List every line in the data below that contains the word "ford". Copy each of those lines in full.

Point annotations for photos
* start *

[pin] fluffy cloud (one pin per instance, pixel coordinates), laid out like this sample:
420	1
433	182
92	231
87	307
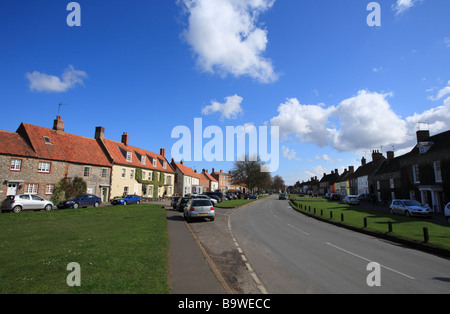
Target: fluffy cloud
289	154
228	110
402	6
42	82
361	122
226	39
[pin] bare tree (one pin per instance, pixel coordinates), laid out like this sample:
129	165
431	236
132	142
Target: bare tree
248	173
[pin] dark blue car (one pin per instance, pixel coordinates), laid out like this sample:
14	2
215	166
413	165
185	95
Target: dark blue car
127	200
81	201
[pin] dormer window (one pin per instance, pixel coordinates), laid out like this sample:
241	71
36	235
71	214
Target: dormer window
129	157
47	140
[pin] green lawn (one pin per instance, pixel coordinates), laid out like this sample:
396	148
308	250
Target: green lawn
403	227
121	249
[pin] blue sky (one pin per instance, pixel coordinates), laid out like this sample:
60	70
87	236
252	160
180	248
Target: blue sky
336	87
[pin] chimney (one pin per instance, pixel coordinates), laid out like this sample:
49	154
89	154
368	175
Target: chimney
422	135
58	124
125	139
390	155
99	133
376	155
363	161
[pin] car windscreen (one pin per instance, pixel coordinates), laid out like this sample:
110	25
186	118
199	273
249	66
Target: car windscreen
201	203
412	203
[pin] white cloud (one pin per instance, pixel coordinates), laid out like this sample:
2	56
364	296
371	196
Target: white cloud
226	39
443	92
362	122
228	110
290	154
42	82
402	6
324	157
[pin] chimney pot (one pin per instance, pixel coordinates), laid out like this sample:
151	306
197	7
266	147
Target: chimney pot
58	124
99	133
125	139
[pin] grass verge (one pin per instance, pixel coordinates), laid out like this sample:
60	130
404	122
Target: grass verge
120	250
405	228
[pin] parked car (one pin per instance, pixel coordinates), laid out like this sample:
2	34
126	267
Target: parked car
351	200
363	197
174	202
127	200
206	197
182	203
217	194
18	203
199	208
410	208
447	212
334	197
81	201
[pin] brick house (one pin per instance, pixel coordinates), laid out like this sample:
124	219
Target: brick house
39	157
187	181
135	170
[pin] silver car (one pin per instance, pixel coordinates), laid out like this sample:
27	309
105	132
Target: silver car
409	208
199	208
18	203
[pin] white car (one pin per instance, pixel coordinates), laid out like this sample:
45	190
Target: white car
351	200
206	197
199	208
447	212
410	208
18	203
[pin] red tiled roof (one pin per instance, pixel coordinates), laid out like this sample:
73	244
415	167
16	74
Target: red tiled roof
210	177
63	146
12	143
187	171
118	152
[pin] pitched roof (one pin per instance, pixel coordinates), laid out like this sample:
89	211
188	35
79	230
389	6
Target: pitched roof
187	171
56	145
118	152
12	143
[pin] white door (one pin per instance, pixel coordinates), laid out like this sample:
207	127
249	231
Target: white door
12	189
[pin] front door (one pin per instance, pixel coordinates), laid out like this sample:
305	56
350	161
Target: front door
12	189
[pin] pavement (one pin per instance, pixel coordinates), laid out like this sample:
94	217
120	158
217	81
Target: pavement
191	269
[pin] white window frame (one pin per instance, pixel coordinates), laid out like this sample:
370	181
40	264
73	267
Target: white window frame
31	188
416	173
88	168
437	171
129	157
16	164
44	167
49	189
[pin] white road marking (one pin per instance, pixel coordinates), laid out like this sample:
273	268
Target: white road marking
363	258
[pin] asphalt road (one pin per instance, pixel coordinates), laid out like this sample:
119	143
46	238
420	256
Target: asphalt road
292	253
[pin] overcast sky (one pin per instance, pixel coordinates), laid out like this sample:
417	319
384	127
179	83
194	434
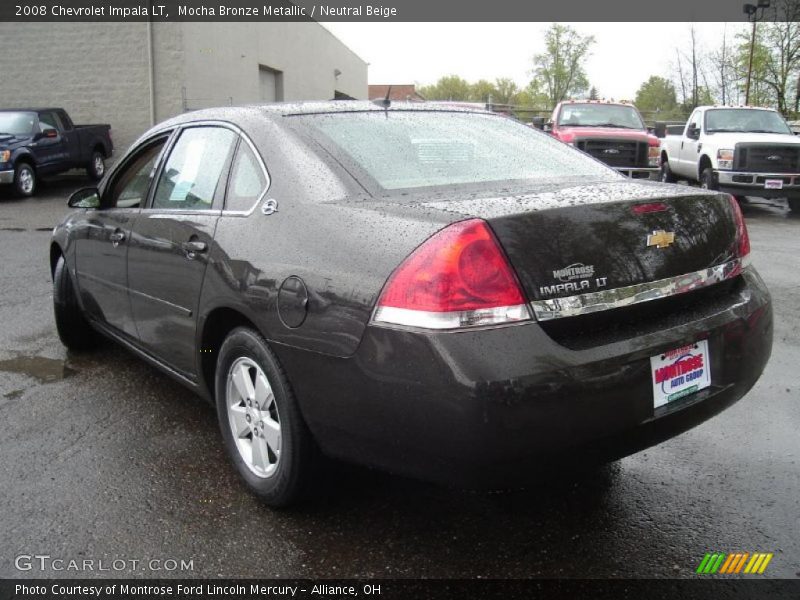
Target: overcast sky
625	54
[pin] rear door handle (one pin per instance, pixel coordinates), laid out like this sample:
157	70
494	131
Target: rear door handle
192	248
117	237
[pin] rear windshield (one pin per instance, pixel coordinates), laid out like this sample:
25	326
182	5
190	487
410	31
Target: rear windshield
745	120
413	149
17	123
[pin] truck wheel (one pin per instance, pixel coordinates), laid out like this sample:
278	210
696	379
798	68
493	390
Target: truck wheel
667	176
264	433
25	180
708	181
73	328
97	166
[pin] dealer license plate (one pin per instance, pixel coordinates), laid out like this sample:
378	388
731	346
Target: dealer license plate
773	184
680	372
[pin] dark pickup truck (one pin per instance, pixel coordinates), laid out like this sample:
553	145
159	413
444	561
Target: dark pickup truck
37	142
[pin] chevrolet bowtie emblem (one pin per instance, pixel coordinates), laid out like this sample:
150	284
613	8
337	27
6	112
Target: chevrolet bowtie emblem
660	238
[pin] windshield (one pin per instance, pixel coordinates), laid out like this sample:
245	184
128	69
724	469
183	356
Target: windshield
411	149
17	123
599	115
745	120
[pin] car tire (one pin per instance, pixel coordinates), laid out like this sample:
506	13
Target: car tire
708	181
666	175
97	166
263	430
73	329
25	182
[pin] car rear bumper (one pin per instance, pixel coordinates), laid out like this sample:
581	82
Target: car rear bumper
752	184
497	407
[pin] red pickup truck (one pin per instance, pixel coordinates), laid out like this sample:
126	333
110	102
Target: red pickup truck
612	132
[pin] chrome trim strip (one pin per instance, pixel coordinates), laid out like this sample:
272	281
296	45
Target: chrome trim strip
582	304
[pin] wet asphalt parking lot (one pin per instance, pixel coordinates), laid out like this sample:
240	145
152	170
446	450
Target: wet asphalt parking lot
103	457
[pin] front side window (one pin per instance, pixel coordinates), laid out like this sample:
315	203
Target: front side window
130	186
50	120
17	123
745	120
412	149
247	181
192	173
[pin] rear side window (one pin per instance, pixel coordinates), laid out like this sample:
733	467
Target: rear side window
411	149
247	181
130	185
191	176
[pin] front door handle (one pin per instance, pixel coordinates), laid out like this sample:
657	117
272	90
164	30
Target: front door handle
117	237
192	248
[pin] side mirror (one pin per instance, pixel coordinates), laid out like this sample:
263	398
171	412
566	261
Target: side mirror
85	198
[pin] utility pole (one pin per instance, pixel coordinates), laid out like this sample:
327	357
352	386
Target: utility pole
751	10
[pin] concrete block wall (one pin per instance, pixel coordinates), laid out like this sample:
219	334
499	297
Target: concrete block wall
97	72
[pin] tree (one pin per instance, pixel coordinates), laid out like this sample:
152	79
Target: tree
451	87
656	94
782	40
482	91
505	91
560	69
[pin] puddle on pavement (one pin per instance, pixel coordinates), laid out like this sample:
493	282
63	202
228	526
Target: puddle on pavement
45	370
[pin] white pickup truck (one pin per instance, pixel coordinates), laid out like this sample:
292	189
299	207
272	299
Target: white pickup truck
741	151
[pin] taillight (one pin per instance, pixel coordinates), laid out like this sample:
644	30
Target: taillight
742	237
458	278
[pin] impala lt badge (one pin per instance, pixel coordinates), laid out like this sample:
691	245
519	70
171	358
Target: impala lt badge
660	238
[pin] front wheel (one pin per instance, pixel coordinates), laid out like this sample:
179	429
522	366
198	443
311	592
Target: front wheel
97	166
264	433
708	181
25	180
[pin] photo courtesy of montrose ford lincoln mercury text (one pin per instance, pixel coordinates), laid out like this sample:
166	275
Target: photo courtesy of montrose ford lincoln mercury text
439	292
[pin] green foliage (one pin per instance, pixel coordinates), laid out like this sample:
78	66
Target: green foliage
656	94
560	68
505	91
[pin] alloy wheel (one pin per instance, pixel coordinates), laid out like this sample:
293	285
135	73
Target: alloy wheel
253	417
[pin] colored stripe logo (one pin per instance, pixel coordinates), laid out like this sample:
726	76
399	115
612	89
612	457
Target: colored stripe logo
737	562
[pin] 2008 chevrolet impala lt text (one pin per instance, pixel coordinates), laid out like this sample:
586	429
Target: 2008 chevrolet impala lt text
439	292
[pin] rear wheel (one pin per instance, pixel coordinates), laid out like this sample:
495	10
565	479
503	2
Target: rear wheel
708	181
264	433
667	176
97	166
25	180
73	328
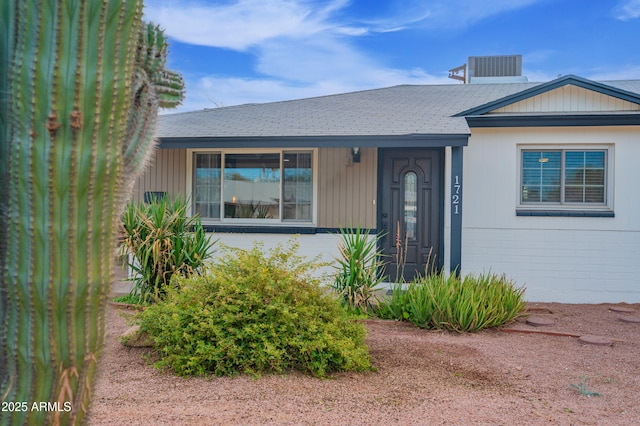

* end *

WRITTEN REPLY —
[pin] photo courtesy of montrose ford lincoln mercury text (one pin per instance, pixel coordinates), laid out like this sample:
Target: photo courtesy of montrose ford lincoln mercury text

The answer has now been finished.